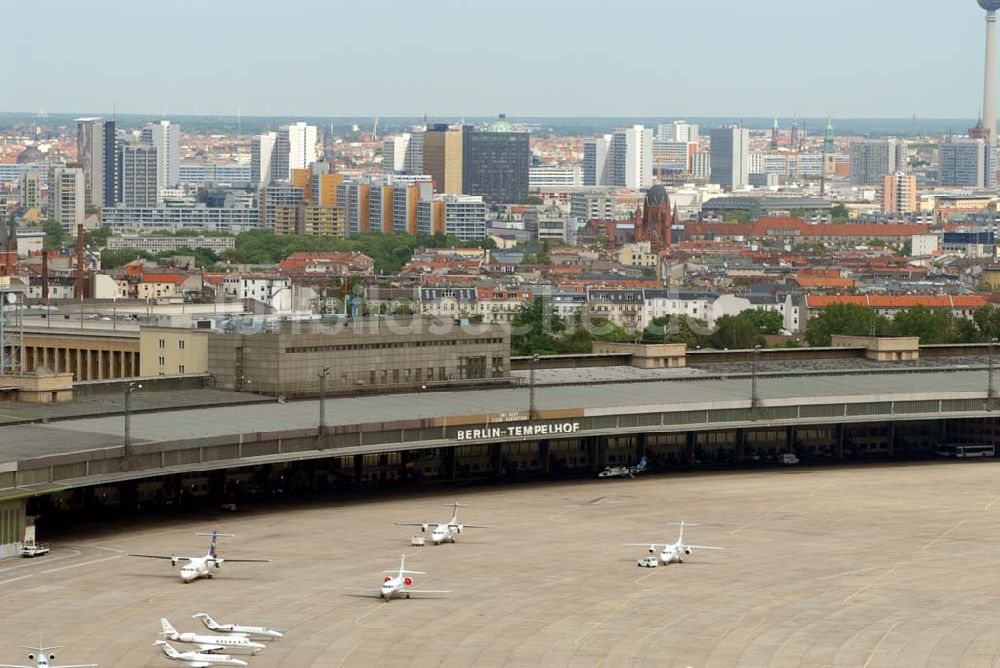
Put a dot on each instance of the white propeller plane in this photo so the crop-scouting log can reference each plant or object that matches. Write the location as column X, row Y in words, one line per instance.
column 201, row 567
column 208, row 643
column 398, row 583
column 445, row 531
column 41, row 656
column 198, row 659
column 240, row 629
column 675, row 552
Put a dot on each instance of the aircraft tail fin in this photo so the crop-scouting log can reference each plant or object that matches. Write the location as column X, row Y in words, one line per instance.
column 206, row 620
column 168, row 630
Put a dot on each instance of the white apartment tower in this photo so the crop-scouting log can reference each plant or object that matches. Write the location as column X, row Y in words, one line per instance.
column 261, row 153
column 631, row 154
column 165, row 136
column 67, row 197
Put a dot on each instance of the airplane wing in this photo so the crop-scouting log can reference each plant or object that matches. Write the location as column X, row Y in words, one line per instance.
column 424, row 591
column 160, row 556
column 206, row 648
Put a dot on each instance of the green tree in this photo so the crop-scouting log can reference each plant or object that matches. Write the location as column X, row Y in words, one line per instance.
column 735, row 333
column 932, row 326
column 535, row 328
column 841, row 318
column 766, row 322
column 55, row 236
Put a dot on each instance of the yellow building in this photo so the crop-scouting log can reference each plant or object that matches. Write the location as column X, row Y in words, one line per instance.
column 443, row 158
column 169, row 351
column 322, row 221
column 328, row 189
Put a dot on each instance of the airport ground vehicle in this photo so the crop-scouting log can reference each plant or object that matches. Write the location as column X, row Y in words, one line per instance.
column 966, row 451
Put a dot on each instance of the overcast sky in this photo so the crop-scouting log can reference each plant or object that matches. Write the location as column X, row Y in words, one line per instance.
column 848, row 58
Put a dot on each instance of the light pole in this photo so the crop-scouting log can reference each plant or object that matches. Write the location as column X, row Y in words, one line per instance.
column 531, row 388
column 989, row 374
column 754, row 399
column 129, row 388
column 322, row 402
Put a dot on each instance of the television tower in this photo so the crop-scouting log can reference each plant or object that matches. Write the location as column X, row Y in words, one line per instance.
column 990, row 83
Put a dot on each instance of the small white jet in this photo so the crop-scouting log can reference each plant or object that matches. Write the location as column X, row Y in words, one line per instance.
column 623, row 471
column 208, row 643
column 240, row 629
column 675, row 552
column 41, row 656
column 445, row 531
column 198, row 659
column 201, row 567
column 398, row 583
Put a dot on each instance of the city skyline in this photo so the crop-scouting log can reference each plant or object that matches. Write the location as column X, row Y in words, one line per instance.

Exercise aim: Without any of the pictures, repeat the entries above word for word.

Response:
Put a dot on each instance of the white propeller plane in this photo so the crop-scouting log can reference each plant or object that matches. Write the location as column X, row Y in words, one line per instance.
column 201, row 567
column 208, row 643
column 398, row 583
column 445, row 531
column 41, row 656
column 198, row 659
column 240, row 629
column 675, row 552
Put a dot on each instance of the aircraft tail fin in this photo so the crop-scouting log can reference each plant or object that matches. Write the location as column X, row Y in words, one line per instance.
column 206, row 620
column 168, row 630
Put a dot on each instance of the white apartment tower in this photo so the crop-scouting log can reference each plant or object that matches. Write the location as column X, row Y in words, one line per instance.
column 261, row 153
column 631, row 154
column 165, row 136
column 67, row 197
Put a dot on each instance of the airplane wing in this photo so the crop-scouting log can reference each plant or object that matches. Write the location as column X, row Y in words, one line per instance.
column 424, row 591
column 160, row 556
column 206, row 648
Put a dot on each instance of the green tree in this photo so the crop-scouting log can reference each plant or object that matches. Write the location as column X, row Y in words, one line per instance.
column 735, row 333
column 932, row 326
column 535, row 328
column 841, row 318
column 766, row 322
column 55, row 236
Put a dot on each instance of the yellow building in this photo so the crop-scouting log can reference each plant or object that matches. Write the location as column X, row Y in words, one line per instance.
column 443, row 158
column 169, row 351
column 322, row 221
column 328, row 189
Put a dot on each instance of the airport ground vehicle in this photo so the crop-scouting log can reference each plant or object that matches. Write the location as column X, row Y in words, one line per instance.
column 966, row 451
Put a dot on each instance of the overcast sky in this photo so the crop-scouting log can reference each plant or object that matches. Write the location as column X, row Y in words, one line per instance.
column 848, row 58
Put a dot on each instance of the light pole in this photo so the crop-scouting log can reference each plant or object that matches. Write the location as column X, row Y in words, one line per instance.
column 531, row 388
column 989, row 374
column 754, row 399
column 129, row 388
column 322, row 402
Put a dot on each instance of the television tower in this photo so the crop-scouting log can reference each plant or object that matches. Write the location as column X, row Y in words, one line per instance.
column 990, row 83
Put a dot on each instance of the small white jet in this photo so the crop-scouting log can reference each plant or object that matches. Write the location as column X, row Y in words, one line per instance.
column 623, row 471
column 208, row 643
column 240, row 629
column 675, row 552
column 41, row 656
column 445, row 531
column 198, row 659
column 201, row 567
column 398, row 583
Put a dot on each instance of the city skyline in this photo so the crop-scouting log can reference each plant or object that matches. Write the location as column X, row Y in words, one line per instance.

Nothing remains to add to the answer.